Please return every entry below exactly as written, without any of its pictures.

↓

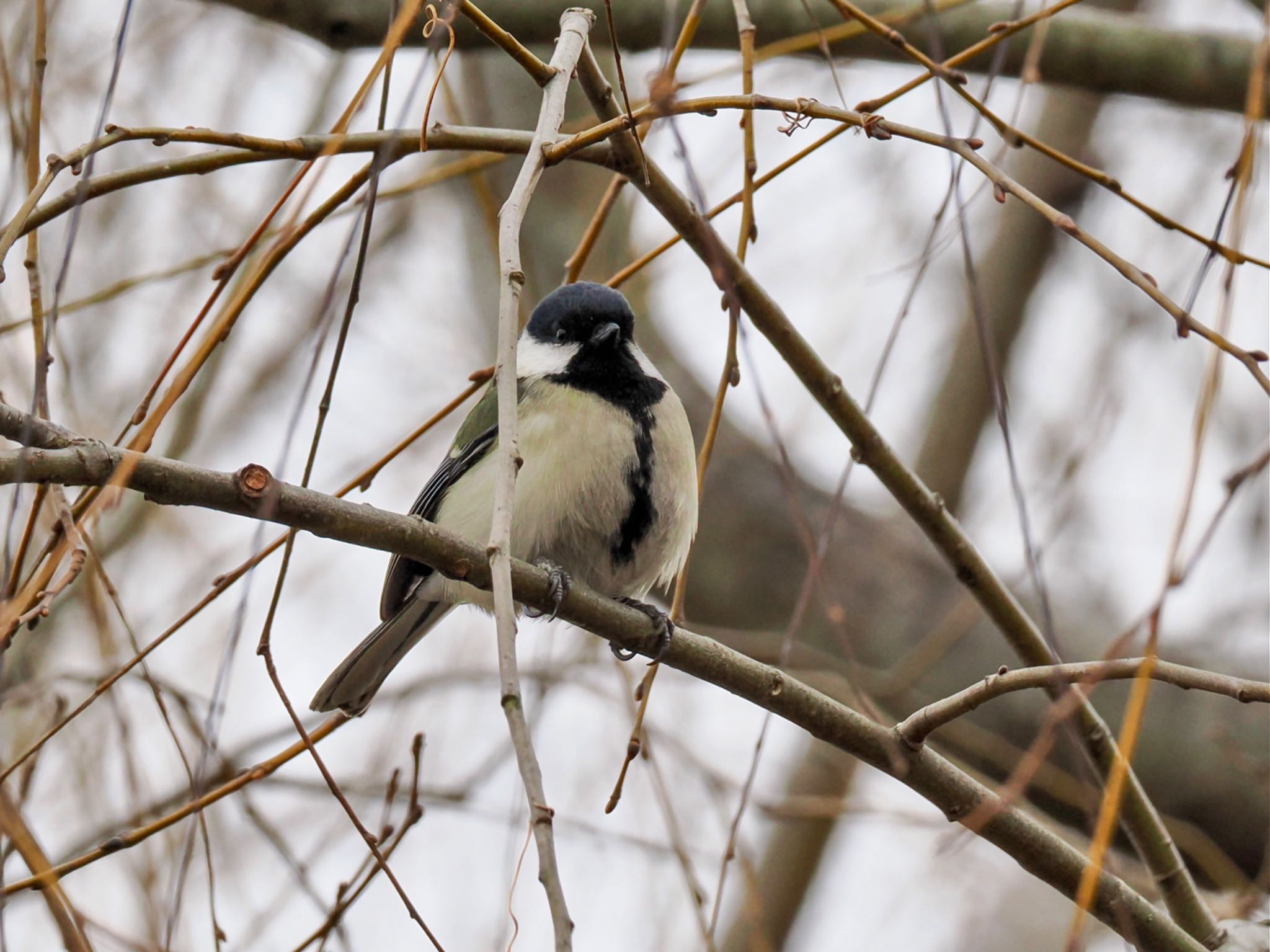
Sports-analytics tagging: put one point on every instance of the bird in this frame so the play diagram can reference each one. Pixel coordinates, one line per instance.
(606, 497)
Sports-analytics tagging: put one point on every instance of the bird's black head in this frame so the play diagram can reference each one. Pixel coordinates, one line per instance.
(582, 337)
(590, 315)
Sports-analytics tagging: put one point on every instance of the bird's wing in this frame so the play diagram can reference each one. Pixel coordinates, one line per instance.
(475, 438)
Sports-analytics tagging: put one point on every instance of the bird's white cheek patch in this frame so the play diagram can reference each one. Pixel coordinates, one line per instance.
(538, 358)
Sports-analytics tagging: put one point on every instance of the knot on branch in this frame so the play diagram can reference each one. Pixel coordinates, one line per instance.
(253, 481)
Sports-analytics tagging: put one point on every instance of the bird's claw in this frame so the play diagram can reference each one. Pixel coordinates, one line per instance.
(660, 622)
(558, 587)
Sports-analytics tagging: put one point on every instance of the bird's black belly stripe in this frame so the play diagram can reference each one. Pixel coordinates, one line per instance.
(619, 380)
(643, 513)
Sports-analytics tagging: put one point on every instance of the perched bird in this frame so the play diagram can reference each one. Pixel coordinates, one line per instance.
(607, 494)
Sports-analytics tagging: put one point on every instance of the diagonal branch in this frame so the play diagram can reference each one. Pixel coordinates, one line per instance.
(252, 492)
(1103, 52)
(918, 725)
(1140, 817)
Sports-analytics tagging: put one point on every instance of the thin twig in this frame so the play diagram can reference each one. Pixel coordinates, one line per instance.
(574, 25)
(918, 725)
(252, 492)
(1141, 818)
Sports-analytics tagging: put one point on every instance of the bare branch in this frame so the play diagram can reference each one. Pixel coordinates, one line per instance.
(574, 25)
(252, 492)
(1140, 817)
(918, 725)
(1103, 52)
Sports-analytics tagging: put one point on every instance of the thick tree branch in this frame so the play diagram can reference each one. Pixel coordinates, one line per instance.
(397, 144)
(1141, 819)
(252, 492)
(1086, 50)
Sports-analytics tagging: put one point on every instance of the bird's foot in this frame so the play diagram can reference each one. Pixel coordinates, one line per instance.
(558, 587)
(662, 623)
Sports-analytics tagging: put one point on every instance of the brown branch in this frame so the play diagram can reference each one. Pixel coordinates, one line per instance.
(967, 150)
(1140, 817)
(253, 493)
(1103, 52)
(131, 838)
(60, 908)
(918, 725)
(398, 144)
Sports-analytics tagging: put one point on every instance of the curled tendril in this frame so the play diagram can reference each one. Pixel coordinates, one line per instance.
(799, 120)
(429, 30)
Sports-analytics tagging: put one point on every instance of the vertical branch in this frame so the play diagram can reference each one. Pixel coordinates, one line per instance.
(574, 25)
(1113, 796)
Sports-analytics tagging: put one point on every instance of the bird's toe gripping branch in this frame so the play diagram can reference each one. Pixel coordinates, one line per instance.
(662, 623)
(558, 587)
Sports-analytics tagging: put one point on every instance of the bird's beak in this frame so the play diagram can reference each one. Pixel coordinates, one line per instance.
(607, 334)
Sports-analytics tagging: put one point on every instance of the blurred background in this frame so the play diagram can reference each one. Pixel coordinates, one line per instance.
(1101, 398)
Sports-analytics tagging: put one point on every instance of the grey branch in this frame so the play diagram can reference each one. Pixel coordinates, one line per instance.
(917, 726)
(574, 27)
(1139, 815)
(59, 456)
(1100, 52)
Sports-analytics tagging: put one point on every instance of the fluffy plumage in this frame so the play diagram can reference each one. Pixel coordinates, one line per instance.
(607, 489)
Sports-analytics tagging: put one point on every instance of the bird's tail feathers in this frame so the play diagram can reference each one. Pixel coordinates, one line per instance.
(353, 683)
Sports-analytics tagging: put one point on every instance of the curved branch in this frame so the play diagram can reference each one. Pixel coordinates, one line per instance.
(918, 725)
(61, 457)
(1141, 819)
(877, 127)
(1103, 52)
(252, 149)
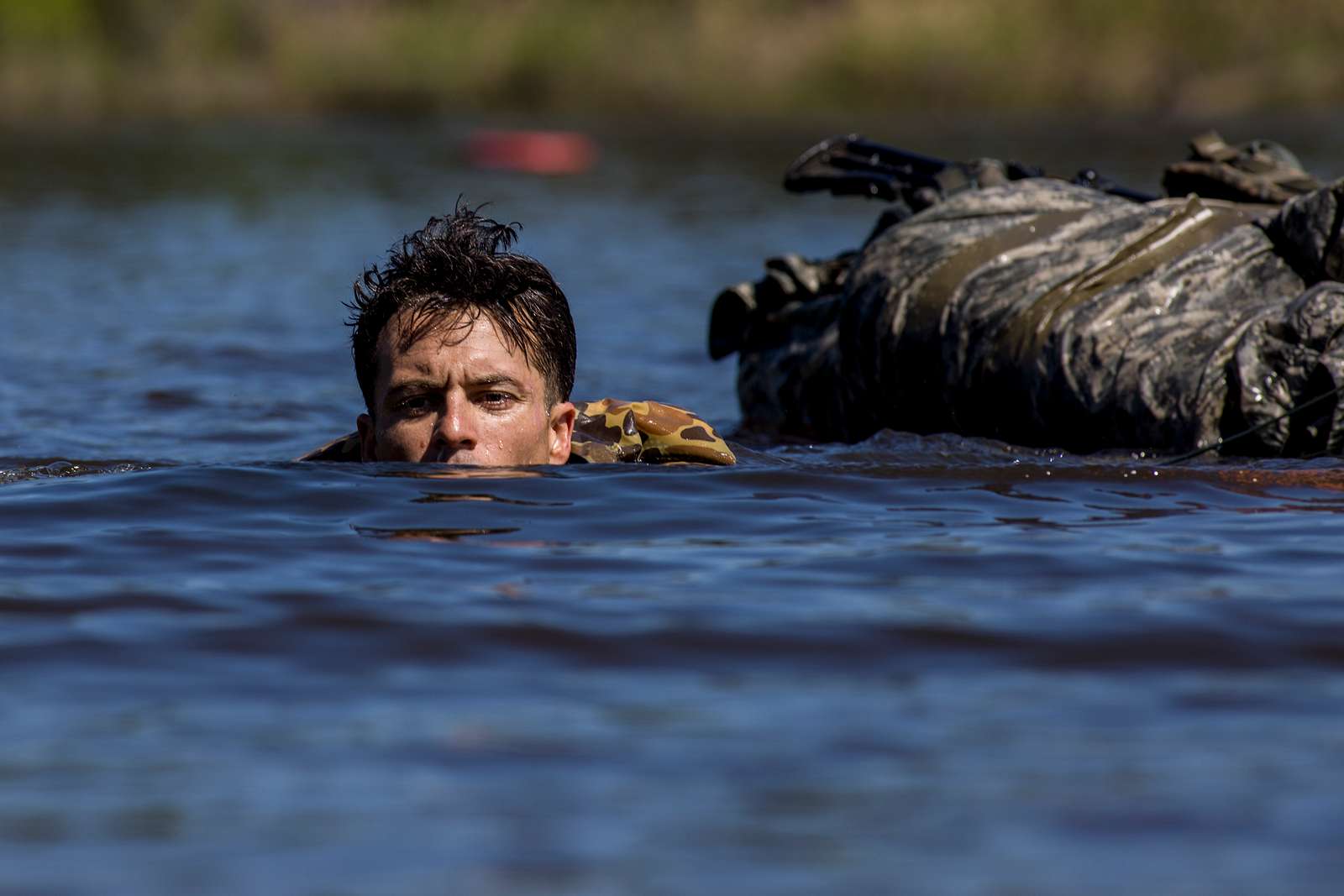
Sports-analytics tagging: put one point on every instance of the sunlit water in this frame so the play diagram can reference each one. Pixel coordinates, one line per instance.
(921, 664)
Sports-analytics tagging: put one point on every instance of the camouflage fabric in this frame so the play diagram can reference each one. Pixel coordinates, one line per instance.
(609, 432)
(1046, 313)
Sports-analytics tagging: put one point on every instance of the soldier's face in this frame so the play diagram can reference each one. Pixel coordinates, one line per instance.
(461, 396)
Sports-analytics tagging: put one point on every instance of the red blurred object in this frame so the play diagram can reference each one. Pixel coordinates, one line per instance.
(538, 152)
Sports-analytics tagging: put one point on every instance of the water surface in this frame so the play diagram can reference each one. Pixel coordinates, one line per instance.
(920, 664)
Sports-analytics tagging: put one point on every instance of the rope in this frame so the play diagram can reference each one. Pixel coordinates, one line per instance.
(1221, 443)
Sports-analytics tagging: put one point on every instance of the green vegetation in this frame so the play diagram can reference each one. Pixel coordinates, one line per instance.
(97, 60)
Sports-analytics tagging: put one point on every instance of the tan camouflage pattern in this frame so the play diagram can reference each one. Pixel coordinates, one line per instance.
(1046, 313)
(611, 432)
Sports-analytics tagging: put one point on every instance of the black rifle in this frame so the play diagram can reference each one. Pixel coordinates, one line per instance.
(853, 165)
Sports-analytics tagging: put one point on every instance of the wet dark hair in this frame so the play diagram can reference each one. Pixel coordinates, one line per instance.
(459, 268)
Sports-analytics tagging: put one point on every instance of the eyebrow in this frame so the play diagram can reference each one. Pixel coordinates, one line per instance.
(417, 383)
(495, 379)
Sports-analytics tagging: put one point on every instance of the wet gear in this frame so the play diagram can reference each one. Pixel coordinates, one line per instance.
(1048, 313)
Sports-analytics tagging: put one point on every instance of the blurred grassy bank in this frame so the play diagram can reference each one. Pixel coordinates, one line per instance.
(74, 60)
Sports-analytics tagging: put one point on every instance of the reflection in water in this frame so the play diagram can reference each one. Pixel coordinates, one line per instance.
(430, 533)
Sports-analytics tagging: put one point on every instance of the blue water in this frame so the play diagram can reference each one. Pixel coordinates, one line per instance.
(920, 664)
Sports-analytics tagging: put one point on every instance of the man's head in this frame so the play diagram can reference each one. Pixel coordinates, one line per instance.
(464, 351)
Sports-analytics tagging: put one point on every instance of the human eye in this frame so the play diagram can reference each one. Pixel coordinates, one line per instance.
(413, 405)
(496, 399)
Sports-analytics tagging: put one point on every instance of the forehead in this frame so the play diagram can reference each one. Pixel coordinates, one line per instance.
(423, 343)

↑

Answer space:
Sports-analytics tagging: put one point on every instance of the bird in this frame so the play diagram can reference each one. Pixel coordinates, one line per instance.
(606, 497)
Sports-analytics tagging: put one point on every instance of the bird's black head in this frame so the play diagram can reference each one. Pixel coordinates, one line per instance.
(582, 337)
(590, 315)
Sports-analytics tagging: put one point on every instance of the bird's wing in this frame so the play diagram can reference each one. Pixel coordinates, one line per instance.
(475, 438)
Sports-analytics tagging: put one point on every instance of the bird's white cheek patch in this frame so the play diagram can reference each one. Pixel coordinates, one line per instance.
(538, 358)
Sports-analytics tagging: put one point on every instance of the knot on branch in this frame so the play diagram can reference each one. Pixel coordinates, one line per instance.
(253, 481)
Sports-analytics tagging: put one point on every instance of the bird's claw in this frame so the play diagram can reference each one. Pixel coordinates, one line per instance.
(660, 622)
(558, 587)
Sports-analytics tagging: put one point on every instance of the bird's black belly stripe in this frame so the play diagram can reference each one. Pixel coordinates, one line per instance.
(619, 380)
(643, 513)
Sports-analytics tagging: put one point on every instance of the perched bird in this frame so the play diagram can reference each one. Pixel coordinates, one line per instance.
(607, 494)
Sports-analytics tagging: put one point on every instance of the diagonal branch in this frame so the play diagram can reference each one. Pixel coordinates, one line per instance.
(252, 492)
(1103, 52)
(918, 725)
(1140, 817)
Sports-analytics tagging: put one point on every instance of the thin twig in this frame so the play diagram can reference each one. Pixel coordinates, one line per instance.
(574, 25)
(918, 725)
(252, 492)
(1141, 818)
Sports-analytics tagging: put one point on every instance of the bare branch in this frame so the play diagram can reference each one. Pixel coordinates, one line per instance.
(574, 25)
(252, 492)
(1140, 817)
(918, 725)
(1103, 52)
Sports-analytics tagging: put one point on every instance of the thick tree branch in this frame so the play diagram can reference each one. Pixel coordinates, one line per instance.
(397, 144)
(1141, 819)
(252, 492)
(1086, 50)
Sports-analytics tagging: put one point on every instance of the bird's foot in this frame so the play diagram can reference each one. Pixel coordinates, one line per instance.
(558, 587)
(662, 623)
Sports-analytics tagging: put one point on every instance of the brown branch in this frame so the play diagram can reference each one. Pixel coordinates, one line per instance.
(967, 150)
(1140, 817)
(253, 493)
(1103, 52)
(131, 838)
(60, 908)
(918, 725)
(398, 144)
Sports-analytics tagging: put one point on every instance of the curled tendril in this frame so the play diagram can reference each one. Pixel coordinates, one line per instance.
(799, 120)
(429, 30)
Sports-analytics tagging: put one point on every instance of the vertical branch in this frame so the play diagram can reference each one. Pixel coordinates, one line per instance.
(574, 25)
(1113, 796)
Sports-analytics tagging: put one point on every instance of the bird's toe gripping branch in this frame so the play diagram can reference each one. Pixel coordinates, one line per instance.
(662, 623)
(558, 587)
Sports-analytics tagging: put one point on every instance of the bird's beak in this frame so the play diagram can reference each one. Pixel coordinates, one line per instance.
(607, 334)
Sports-analytics tagging: put one point on every instance of the blurred background in this frame so the play diagram can reference each one. Pixel coordinates, one line per instance.
(1101, 398)
Sports-analytics tagging: put one point on every instance of the grey branch in this frame so the play diagram can reference each one. Pixel coordinates, one line per instance.
(917, 726)
(574, 27)
(1139, 815)
(59, 456)
(1100, 52)
Sports-analytics tagging: put one point on every instance of the fluffy plumage in this frame so the play diagram can reference each one. Pixel coordinates, one line per instance.
(607, 489)
Sports-analytics tagging: put one point on every instance of the bird's tail feathers in this frame so the play diagram can reference each one. Pixel coordinates, one line per instance.
(353, 683)
Sports-analytics tagging: put one point on every instance of the curved branch in this frame so the play diagram can reference each one. Pixel coordinates, one line per instance.
(918, 725)
(61, 457)
(1141, 819)
(877, 127)
(1103, 52)
(252, 149)
Sports-analytics tagging: put one point on every instance of the sunlit water in this frame so the play diagram can reference each one. Pixel coordinates, one line per instance.
(921, 664)
Sports-analytics tagging: put one point on every instance of the camouflage fabric in this frame so the play diagram can reference each one. Pixel coordinates, one line per instance.
(609, 432)
(1046, 313)
Sports-analytics tagging: put one point on every instance of the soldier's face in this frame so the play diagram can reference each one. Pixel coordinates, one line per instance.
(461, 396)
Sports-analytics tagging: put one point on every instance of the red blurred object in this frame so the play diagram can reference each one. Pixel coordinates, one line per instance.
(538, 152)
Sports-analytics tagging: put one point on every instance of the water surface in this frame so the play diagram can reference each one. Pixel coordinates, one line per instance.
(920, 664)
Sports-analytics tagging: put one point on every instance of the rope in this frame so the play diagram can reference each one. Pixel coordinates, one line per instance.
(1221, 443)
Sports-analytics tagging: put one point on every instance of the green vegetation in this frame so the play diagram can reference each one. Pixel coordinates, one line per instance.
(97, 60)
Sports-analytics tagging: put one point on every instance of the tan camouflage pattern in this frame so the play diagram can reference each one. Pixel coordinates, one line per instance.
(1046, 313)
(611, 432)
Sports-analytics tagging: put one point on every instance of the black rifle in this frame so the play diagram can reference each one. Pixel coordinates, one line per instance.
(853, 165)
Sports-analytics tagging: put one point on every instance of the wet dark hair in this frame so the play diagram can reference each one. Pixel coordinates, one line per instance.
(459, 268)
Sports-analytics tagging: put one point on every instance of the eyebrow in this frame so the play diagram can reference each one. Pixel coordinates, one line per instance.
(417, 383)
(495, 379)
Sports-analytics tagging: put one point on every instance of the wet gear in this frame so the play diagram can reference each one. Pixel coordinates, one line per instance.
(1048, 313)
Sports-analytics tagging: put one point on every instance of the blurred grassy bank in this frame so the play diagram can reference each one. Pixel coordinates, one line per instance.
(74, 60)
Sports-analytics tagging: put one point on every instance of the reflection in water in this frame so the play diagram can reference each one. Pixel coordinates, one line per instance.
(430, 533)
Sports-analytics tagging: put one point on every instance of the blue water in this frame so the play diagram can reference each one. Pixel coordinates, one line per instance.
(920, 664)
Sports-analytics tagging: put one point on every instance of the man's head in this frame so the play diagram can reference each one. Pixel coordinates, one line per instance.
(464, 351)
Sports-analytics tagging: put one point on every instance of the human eye in this frame so the play diagram can reference each one. Pixel coordinates, one line per instance.
(413, 405)
(496, 399)
Sports-analytics tagging: put one point on every instance of the forehead in this frame so the play diagram can reference each one. Pixel coordinates, one line per instance.
(423, 343)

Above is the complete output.